ASSIGNMENT
Would you write out the lines from the one containing "Phrase: man's lips" to the end of the records below, exactly and in full, please?

Segment Start: INFORMATION PROVIDED

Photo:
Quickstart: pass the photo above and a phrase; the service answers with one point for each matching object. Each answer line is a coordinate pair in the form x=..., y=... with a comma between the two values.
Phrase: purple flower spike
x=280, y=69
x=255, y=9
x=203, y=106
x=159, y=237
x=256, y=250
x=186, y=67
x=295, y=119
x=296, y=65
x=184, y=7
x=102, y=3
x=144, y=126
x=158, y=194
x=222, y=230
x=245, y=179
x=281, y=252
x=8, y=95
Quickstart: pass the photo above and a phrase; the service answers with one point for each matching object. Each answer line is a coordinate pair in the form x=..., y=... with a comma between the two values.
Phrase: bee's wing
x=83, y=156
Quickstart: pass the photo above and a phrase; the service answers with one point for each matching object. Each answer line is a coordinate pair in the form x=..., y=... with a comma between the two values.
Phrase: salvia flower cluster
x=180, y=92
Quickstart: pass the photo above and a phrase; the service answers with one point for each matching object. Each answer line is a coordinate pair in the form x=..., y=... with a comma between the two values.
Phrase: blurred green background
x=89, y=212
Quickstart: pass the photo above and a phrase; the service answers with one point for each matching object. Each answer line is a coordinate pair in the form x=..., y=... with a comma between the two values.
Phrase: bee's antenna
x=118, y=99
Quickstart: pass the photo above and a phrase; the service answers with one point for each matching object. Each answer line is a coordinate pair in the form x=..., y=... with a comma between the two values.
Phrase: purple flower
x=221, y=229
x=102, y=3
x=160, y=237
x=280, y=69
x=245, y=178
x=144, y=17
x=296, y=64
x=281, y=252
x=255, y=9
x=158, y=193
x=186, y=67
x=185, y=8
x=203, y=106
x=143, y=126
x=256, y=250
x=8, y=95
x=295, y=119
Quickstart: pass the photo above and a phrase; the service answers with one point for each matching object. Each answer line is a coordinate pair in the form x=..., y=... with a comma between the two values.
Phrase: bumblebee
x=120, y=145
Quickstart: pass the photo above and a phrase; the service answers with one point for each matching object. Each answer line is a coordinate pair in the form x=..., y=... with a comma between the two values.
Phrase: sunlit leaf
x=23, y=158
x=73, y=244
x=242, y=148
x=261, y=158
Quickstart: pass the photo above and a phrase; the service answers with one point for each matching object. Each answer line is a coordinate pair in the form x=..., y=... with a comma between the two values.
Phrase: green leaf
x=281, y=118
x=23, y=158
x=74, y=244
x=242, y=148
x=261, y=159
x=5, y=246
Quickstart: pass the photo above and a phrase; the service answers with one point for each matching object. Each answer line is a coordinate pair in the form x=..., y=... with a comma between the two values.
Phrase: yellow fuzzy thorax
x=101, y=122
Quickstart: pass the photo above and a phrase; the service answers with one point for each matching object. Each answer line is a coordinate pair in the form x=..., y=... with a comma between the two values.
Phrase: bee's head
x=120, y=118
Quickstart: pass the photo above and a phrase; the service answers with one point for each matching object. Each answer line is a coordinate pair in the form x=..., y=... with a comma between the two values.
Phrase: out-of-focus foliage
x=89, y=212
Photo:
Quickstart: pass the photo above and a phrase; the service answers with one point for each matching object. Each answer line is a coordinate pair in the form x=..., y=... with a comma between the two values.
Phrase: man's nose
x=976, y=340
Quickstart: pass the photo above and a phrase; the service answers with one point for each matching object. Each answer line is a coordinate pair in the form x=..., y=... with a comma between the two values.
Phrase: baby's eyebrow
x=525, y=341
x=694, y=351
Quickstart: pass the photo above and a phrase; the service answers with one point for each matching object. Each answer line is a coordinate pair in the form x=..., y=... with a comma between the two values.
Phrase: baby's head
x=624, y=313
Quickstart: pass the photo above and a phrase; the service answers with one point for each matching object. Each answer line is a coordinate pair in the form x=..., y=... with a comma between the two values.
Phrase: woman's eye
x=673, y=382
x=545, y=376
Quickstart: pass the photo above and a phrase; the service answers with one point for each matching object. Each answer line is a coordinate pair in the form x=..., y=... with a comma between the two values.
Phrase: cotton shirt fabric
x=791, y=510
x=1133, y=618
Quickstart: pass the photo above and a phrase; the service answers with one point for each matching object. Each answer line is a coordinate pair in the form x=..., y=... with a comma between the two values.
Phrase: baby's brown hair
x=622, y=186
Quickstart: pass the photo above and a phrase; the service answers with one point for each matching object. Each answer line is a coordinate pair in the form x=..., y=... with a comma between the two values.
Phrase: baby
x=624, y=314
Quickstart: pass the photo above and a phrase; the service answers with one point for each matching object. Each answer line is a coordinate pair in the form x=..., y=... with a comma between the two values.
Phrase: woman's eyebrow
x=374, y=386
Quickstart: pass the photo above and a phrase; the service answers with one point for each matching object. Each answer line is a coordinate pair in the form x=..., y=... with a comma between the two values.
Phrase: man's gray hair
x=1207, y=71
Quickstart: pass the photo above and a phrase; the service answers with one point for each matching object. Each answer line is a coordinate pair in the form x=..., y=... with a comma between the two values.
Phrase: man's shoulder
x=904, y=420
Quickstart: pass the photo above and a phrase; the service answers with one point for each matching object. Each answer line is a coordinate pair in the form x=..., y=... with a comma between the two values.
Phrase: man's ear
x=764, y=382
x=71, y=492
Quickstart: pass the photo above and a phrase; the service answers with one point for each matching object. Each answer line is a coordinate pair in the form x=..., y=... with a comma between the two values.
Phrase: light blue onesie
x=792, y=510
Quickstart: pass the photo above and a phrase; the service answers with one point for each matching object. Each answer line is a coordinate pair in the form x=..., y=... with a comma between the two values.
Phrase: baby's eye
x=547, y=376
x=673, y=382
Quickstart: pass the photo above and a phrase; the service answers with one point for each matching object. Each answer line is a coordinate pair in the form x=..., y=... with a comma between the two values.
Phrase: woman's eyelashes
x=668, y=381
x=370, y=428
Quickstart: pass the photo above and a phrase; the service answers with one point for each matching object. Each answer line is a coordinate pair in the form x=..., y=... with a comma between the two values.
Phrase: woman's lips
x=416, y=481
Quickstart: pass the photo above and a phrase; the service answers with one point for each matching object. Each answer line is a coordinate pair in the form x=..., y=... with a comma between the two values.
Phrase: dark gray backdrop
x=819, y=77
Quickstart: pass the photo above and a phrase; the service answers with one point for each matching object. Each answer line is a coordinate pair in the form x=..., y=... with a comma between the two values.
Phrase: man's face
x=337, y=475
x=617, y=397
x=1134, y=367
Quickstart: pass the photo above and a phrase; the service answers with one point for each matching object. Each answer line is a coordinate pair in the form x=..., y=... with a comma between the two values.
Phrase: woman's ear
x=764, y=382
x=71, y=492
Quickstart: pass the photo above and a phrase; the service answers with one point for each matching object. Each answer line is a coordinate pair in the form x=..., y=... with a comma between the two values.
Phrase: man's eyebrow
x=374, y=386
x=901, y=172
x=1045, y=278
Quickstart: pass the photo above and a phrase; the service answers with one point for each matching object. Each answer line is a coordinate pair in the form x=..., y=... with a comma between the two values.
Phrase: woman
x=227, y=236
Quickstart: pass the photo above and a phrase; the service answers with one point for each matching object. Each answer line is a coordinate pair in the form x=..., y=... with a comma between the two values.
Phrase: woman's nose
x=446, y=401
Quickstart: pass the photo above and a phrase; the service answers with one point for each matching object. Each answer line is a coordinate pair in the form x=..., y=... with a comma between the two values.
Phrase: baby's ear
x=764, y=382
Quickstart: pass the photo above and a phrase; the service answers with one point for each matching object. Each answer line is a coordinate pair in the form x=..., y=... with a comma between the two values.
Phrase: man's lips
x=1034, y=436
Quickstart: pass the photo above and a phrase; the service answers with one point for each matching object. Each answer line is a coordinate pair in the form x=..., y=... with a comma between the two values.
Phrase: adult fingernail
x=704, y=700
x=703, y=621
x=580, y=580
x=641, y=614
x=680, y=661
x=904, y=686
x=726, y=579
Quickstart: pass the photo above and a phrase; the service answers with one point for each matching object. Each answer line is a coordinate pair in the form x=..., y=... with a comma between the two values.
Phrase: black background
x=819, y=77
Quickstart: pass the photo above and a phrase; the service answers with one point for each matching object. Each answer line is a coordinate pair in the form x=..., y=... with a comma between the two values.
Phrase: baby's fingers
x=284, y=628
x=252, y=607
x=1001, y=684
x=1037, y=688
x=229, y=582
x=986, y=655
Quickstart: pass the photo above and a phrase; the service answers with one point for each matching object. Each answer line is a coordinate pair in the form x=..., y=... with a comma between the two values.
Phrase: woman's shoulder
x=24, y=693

Segment End: INFORMATION PROVIDED

RESULT FOR THIS EXERCISE
Phrase: man's lips
x=1034, y=436
Quickstart: pass the photo above and a phrase; the service answers with one point for each matching object. Each answer line is a coordinate pair in the form x=..., y=... with a comma between the two values.
Phrase: adult fingernail
x=704, y=700
x=703, y=621
x=580, y=580
x=641, y=614
x=680, y=661
x=904, y=686
x=726, y=579
Quickstart: pass the photo above and a phrase; the service answers with one point for each matching object. Each answer line is a coordinate pair in the form x=..., y=... with a comma between the two values.
Phrase: black background
x=819, y=77
Quickstart: pass the photo above and a phrase; the service answers with one point for each matching object. Each answer line is a coordinate pair in the form x=..., y=... with a comma between the two values.
Phrase: baby's fingers
x=284, y=628
x=252, y=607
x=1001, y=684
x=1037, y=688
x=229, y=582
x=986, y=655
Quickstart: pass the photo above and a phrase; the service answers with one point for each matching object. Each answer line is a coordinate pair in the form x=..., y=... with a comma between the two values.
Phrase: woman's shoulder
x=24, y=693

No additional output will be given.